**TASK INSTRUCTIONS**: Return every line of the entries below that contains the word "noseband". Case counts when matching.

**ITEMS**:
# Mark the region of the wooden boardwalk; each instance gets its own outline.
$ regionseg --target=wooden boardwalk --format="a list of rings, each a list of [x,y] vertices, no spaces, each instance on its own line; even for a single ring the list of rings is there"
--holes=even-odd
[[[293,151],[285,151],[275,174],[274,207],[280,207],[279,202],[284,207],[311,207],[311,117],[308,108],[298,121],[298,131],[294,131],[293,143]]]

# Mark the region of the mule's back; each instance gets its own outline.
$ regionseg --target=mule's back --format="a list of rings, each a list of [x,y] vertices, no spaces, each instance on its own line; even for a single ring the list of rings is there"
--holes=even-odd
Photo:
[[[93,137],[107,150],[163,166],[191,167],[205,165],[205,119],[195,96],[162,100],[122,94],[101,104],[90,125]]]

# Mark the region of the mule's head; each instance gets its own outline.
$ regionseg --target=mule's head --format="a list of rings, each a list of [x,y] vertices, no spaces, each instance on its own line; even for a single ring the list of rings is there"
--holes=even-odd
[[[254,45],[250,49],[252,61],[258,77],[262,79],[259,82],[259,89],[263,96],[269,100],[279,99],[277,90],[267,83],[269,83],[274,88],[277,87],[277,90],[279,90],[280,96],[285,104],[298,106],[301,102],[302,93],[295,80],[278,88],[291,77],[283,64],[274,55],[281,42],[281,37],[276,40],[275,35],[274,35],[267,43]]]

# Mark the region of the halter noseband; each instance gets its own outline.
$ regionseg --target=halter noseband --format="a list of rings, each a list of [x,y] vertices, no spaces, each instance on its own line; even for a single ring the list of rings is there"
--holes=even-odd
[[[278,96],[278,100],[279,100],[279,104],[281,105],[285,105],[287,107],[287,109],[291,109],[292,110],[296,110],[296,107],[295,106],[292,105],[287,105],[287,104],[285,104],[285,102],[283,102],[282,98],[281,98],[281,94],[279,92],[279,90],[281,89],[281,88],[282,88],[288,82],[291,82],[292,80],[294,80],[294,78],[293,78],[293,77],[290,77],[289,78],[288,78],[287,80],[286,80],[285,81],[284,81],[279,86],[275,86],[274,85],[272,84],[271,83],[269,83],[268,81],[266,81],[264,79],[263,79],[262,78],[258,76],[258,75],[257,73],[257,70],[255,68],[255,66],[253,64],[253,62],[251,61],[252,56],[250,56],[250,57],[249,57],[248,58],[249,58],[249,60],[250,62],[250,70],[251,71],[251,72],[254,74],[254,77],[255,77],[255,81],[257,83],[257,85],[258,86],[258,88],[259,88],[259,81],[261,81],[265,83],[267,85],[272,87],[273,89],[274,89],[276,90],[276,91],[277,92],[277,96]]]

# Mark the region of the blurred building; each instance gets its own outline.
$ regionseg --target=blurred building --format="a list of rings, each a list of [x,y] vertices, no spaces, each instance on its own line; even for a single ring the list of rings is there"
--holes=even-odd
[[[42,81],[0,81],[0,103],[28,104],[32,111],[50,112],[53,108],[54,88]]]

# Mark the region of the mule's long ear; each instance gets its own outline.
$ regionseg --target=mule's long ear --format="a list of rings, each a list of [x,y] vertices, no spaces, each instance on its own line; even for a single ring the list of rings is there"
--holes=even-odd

**ANSWER FOR THIS EXERCISE**:
# Mark the region of the halter noseband; each instance gets its own outline.
$ regionseg --target=halter noseband --format="a list of rings, each a list of [x,y] vertices, no spaces, each instance on its own line; even for a single ring the list of rings is there"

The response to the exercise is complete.